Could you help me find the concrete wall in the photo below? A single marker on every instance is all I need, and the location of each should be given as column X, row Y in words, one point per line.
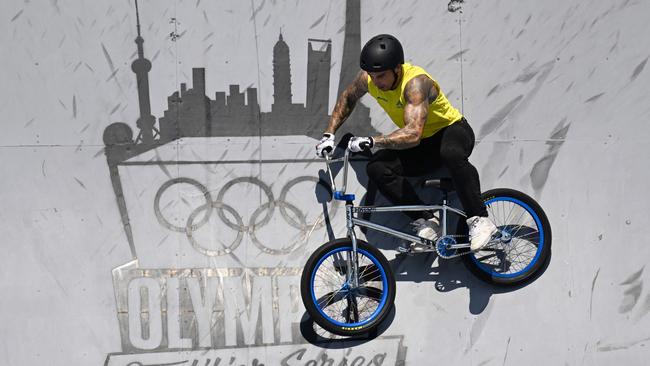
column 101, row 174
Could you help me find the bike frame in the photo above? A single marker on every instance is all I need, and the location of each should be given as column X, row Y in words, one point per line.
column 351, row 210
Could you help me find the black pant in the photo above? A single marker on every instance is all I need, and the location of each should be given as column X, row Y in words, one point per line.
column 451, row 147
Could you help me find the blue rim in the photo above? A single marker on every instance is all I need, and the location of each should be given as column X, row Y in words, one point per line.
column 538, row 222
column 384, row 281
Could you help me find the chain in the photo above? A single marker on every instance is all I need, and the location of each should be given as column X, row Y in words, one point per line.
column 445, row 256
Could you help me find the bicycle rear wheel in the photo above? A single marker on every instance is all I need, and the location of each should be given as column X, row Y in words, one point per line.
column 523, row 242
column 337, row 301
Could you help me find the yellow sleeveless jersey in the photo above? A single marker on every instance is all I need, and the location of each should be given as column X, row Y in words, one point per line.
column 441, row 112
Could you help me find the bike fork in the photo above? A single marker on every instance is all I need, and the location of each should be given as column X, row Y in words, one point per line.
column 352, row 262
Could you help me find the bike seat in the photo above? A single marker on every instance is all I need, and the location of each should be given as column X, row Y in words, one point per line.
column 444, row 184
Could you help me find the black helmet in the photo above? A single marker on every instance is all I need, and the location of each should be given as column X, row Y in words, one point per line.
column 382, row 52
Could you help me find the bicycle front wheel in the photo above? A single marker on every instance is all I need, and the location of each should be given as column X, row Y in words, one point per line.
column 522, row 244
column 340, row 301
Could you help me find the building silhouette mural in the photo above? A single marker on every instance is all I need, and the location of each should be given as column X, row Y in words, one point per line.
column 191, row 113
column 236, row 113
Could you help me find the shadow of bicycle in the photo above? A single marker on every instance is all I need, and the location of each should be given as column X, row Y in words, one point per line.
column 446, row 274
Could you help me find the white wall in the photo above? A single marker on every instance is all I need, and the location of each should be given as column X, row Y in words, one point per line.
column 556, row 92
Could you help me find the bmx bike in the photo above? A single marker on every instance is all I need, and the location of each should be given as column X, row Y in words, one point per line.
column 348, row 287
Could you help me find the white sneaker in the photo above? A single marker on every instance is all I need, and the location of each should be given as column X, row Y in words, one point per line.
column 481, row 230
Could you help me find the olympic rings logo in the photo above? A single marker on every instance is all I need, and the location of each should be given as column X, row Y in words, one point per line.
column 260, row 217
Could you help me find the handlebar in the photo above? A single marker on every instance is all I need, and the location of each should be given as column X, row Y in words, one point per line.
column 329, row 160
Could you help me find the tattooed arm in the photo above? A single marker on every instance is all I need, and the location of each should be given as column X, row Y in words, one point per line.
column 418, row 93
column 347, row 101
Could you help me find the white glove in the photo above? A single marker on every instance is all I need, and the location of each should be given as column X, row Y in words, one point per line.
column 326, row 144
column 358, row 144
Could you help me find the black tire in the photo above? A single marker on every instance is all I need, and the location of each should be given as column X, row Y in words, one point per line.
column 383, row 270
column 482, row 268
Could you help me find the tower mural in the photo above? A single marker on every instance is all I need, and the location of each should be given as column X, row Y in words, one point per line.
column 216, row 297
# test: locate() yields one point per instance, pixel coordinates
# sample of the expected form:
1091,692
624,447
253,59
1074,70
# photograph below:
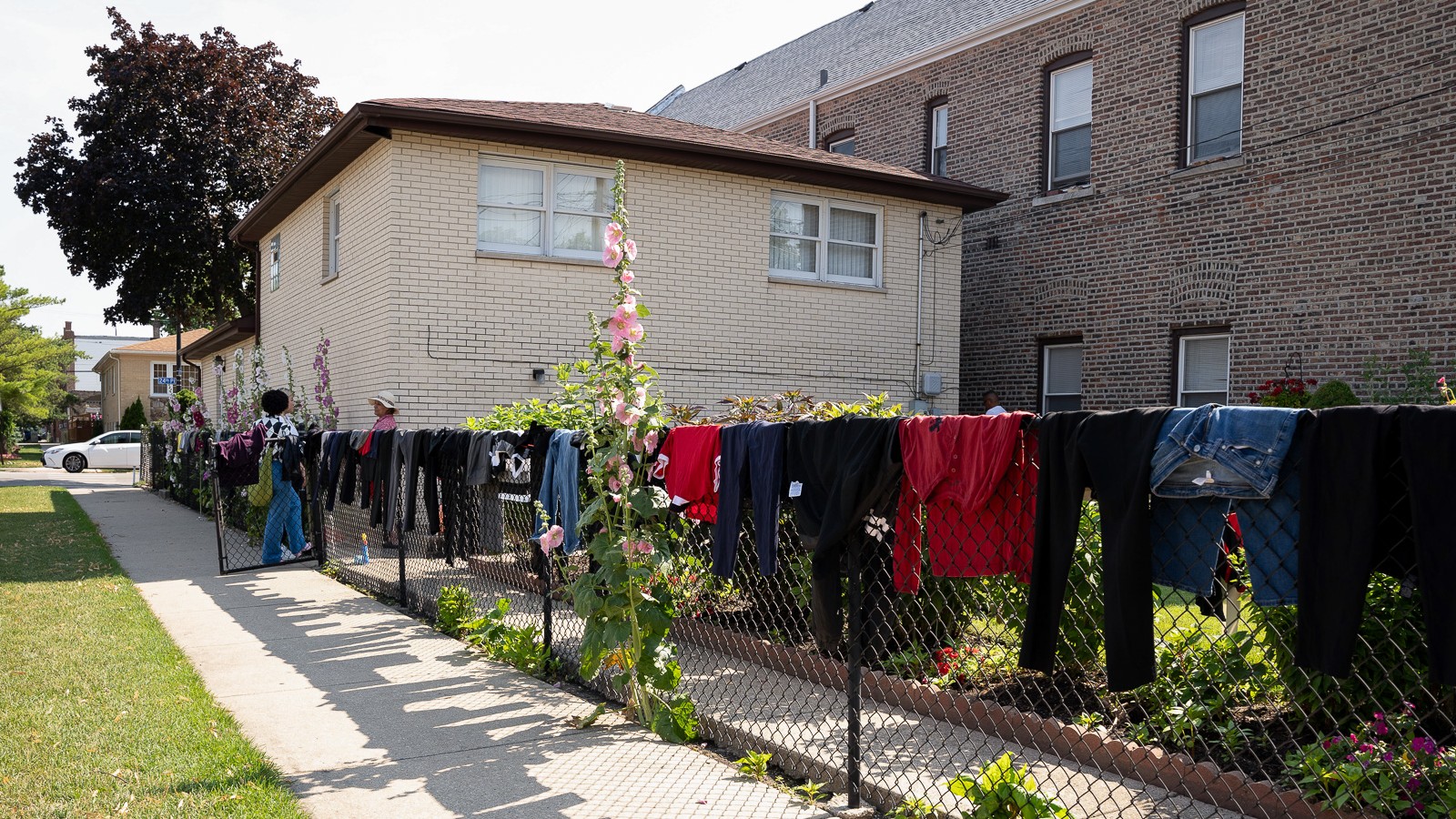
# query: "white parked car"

☆ ☆ ☆ ☆ ☆ ☆ ☆

### Exercise objective:
Return every item above word for word, line by line, but leave out the pictures.

### Worked answer:
Could you help me find the concrete wall in the photo below? A single marker on every instance is all I need, and the location of each should be given as column X, row Y in words, one point per line.
column 101, row 174
Could you help me find the bike frame in the photo above? A single marker on every instance is all I need, and the location of each should be given as column X, row Y in words, one point per line.
column 351, row 210
Could you help me find the black pant in the photo above? A single marker on every instance is all I need, and the location of each should be given as column X, row Y in words, one point per line.
column 451, row 147
Could you help me find the blue rim in the photo above? A single marker on every instance is all I need, and the location of each should be given as column X, row Y in words, one point per line.
column 538, row 222
column 384, row 281
Could you help me find the chain in the photo above? A single marker on every instance is all I need, and the location of each should be given as column X, row Y in words, one point per line.
column 445, row 256
Could you help me find the bicycle rear wheel in the photo above? A single marker on every instance is all I need, and the location of each should be given as column X, row Y in words, one point per line.
column 523, row 242
column 337, row 301
Could you help me find the yellow sleeveless jersey in the photo above? A single marker on every instance is all I need, and the location of each should be given as column X, row Y in words, one point per line.
column 441, row 112
Could you help me find the bike fork in the photo above? A single marker on every instance is all I need, and the location of each should be given as column X, row Y in words, one point per line.
column 352, row 262
Could you help me find the bike seat in the photo above? A single marker on every instance is all I need, and the location of each should be given as column X, row Y in words, one point per line.
column 444, row 184
Could you help me find the black helmet in the photo above? A single marker on every instance is all I need, and the location of each should be given as column X, row Y in words, one point per line.
column 382, row 52
Could you help me find the bicycle front wheel in the photo above? A single marker on every instance is all I need, and the location of each should be given as column X, row Y in words, one point per line.
column 522, row 244
column 340, row 301
Could you help me find the building silhouette mural in the photo above? A single marker on every instance is all I need, and the location of each should be given as column X, row Y in words, one point per line.
column 191, row 113
column 236, row 113
Could you help me find the shadow of bicycle in the photo above? A single marker on every instance is all I need, and the location of each should be given as column X, row Y in words, one point per line.
column 446, row 274
Could you help me find the white wall in the photo above? A single marker on every instance is all I need, and the location of each should be given as column X, row Y in words, one point per line.
column 556, row 92
Could you help me find the bmx bike in the photo above? A single marker on every instance is all I need, and the location of each should be given as column X, row Y in words, one point per line.
column 348, row 287
Could you help me find the white sneaker in the photo above? A single marker on every instance is all I need, and the location of each should be given as column X, row Y in words, one point per line.
column 481, row 230
Could you help me find the olympic rings logo in the photo above? A single marker on every instance is all I need, and the location of each should be given as column X, row Y in words, one point per line.
column 260, row 217
Could you help me find the handlebar in the photo above? A single marker on every instance is all I need, and the location of each should be given as column X, row Y in words, one point per line.
column 329, row 160
Could you help me find the tattooed arm in the photo above? A single marker on every instance is all I need, and the location of each should be given as column X, row Y in words, one point per line.
column 418, row 93
column 347, row 101
Could you help me find the white glove in the photo above? A single marker on every instance is all I need, and the location of each should be given as column X, row Y in words, one point per line.
column 326, row 144
column 358, row 144
Could you help me find the black tire in the photo above? A single marker on every instance is all I need, and the location of each should be given as column X, row Y in words, one point per line.
column 383, row 270
column 482, row 268
Could you help me find the tower mural in the photo above? A single marker on every instance is all I need, and the location of each should be given as column X, row Y in words, one point per line.
column 216, row 297
# test: locate() yields one point per instance, pixel coordinates
# sample of the expected form:
1091,692
624,447
253,59
1074,70
# photograph below:
# query: "white parked car"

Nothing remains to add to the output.